## PROBLEM REQUIREMENTS
Nothing in the data below may be left out; return all of it exactly.

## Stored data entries
***

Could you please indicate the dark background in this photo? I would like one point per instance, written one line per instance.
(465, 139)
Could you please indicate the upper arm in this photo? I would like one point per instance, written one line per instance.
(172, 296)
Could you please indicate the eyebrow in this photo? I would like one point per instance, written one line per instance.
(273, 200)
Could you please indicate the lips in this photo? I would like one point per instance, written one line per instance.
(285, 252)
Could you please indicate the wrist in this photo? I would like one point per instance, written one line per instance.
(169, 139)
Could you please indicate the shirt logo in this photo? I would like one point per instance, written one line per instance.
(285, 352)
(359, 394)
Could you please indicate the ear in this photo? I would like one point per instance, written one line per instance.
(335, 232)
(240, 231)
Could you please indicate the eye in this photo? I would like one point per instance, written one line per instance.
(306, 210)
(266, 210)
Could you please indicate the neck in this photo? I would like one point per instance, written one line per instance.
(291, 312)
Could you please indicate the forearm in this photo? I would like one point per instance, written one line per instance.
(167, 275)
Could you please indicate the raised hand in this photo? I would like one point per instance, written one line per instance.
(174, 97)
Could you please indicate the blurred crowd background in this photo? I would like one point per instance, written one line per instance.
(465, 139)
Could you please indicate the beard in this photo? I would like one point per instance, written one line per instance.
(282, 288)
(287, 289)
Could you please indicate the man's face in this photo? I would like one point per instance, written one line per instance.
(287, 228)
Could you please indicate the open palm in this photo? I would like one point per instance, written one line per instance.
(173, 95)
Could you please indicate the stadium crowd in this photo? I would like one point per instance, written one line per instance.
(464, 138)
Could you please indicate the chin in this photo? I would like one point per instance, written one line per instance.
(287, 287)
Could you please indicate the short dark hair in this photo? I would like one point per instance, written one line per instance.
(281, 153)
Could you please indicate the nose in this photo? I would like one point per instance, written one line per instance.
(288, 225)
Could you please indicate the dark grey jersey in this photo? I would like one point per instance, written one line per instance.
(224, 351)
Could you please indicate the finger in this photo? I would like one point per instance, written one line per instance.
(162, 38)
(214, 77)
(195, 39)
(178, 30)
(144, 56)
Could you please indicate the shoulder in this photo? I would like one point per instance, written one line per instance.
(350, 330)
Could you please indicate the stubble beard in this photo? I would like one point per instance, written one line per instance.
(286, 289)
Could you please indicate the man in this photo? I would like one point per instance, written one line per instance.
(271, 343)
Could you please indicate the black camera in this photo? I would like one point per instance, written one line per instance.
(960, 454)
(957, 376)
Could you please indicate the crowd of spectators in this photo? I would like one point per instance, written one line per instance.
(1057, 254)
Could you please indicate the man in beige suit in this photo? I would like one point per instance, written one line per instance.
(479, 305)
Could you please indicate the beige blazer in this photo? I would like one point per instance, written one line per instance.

***

## EXPECTED ANSWER
Could you please indicate the dark background in this photo? I would like one point per instance, written one line per instance.
(465, 139)
Could you please indicate the upper arm in this photo? I would like one point per instance, written one line per instance.
(172, 296)
Could you please indicate the eyebrow in this photo? I would like one point per instance, written one line per instance.
(273, 200)
Could you please indicate the lips in this photo? I would like one point per instance, written one line per instance.
(285, 252)
Could you please indicate the wrist in this photo? I would like one point per instance, written one line per instance.
(169, 139)
Could you please indicate the shirt logo in this photo? I would like one point per instance, written one line per instance.
(285, 352)
(359, 394)
Could you please indicate the ear in this photo? I would like one point per instance, written one line per instance.
(335, 232)
(240, 231)
Could you please indicate the eye in this photo? I would like one point per instance, written one line per instance.
(306, 210)
(266, 210)
Could you please indicate the neck in this photo? I would like one point per instance, written one line per instance.
(291, 312)
Could you please indicate the forearm in this photo? I would like one point per instance, written one line per instance.
(167, 275)
Could you please indicate the raised hand in this photo? I would like one point per instance, written one line per instance.
(174, 97)
Could you please indicate the blurred crowd background in this photo? I would like one point per instance, written one line per instance.
(465, 139)
Could you please indicate the beard in this photo? I would like one point per instance, written one line per instance.
(282, 288)
(287, 289)
Could you please indicate the man's face in this photo? I would like one point per instance, written one line per instance.
(287, 228)
Could you please indicate the open palm in this photo? I would like one point per instance, written one line per instance.
(173, 95)
Could you please indicate the stadium crowd in this photo? I would like one point per instance, written one line per instance.
(464, 138)
Could you please indicate the chin in this photo? I would like one point per instance, written one line per instance.
(287, 287)
Could you please indicate the short dark hair in this photo? I would like one point per instance, written one line per instance.
(281, 153)
Could you please indicate the nose in this photo? I would like one point per instance, written one line per instance.
(288, 225)
Could you please indicate the dark grey jersey in this photo? I would like one point per instance, written one line per instance.
(224, 351)
Could you please indicate the finger in this photo? I would like one point per instance, written one line per instance.
(162, 38)
(214, 77)
(195, 39)
(178, 30)
(144, 56)
Could you please indicate the shoulder in this photo? I would like one point per instance, written one line per instance.
(350, 330)
Could you please indicate the stubble beard in this photo? I would like one point per instance, written one line per instance.
(286, 289)
Could you please indicate the man in this photo? I would like one point per instance, written one line per instance.
(271, 343)
Could you please indicate the black camera in this photo? I would like one point per instance, written one line per instance.
(960, 454)
(957, 376)
Could you please indicate the crowd of spectators in this photo? I would like one point per instance, written one line per instance.
(1057, 254)
Could you please indicate the man in beige suit in this photo? I would like one point per instance, written one line per instance.
(479, 305)
Could you please indicate the beige blazer in this photo? I would like one point per instance, written one line per instance.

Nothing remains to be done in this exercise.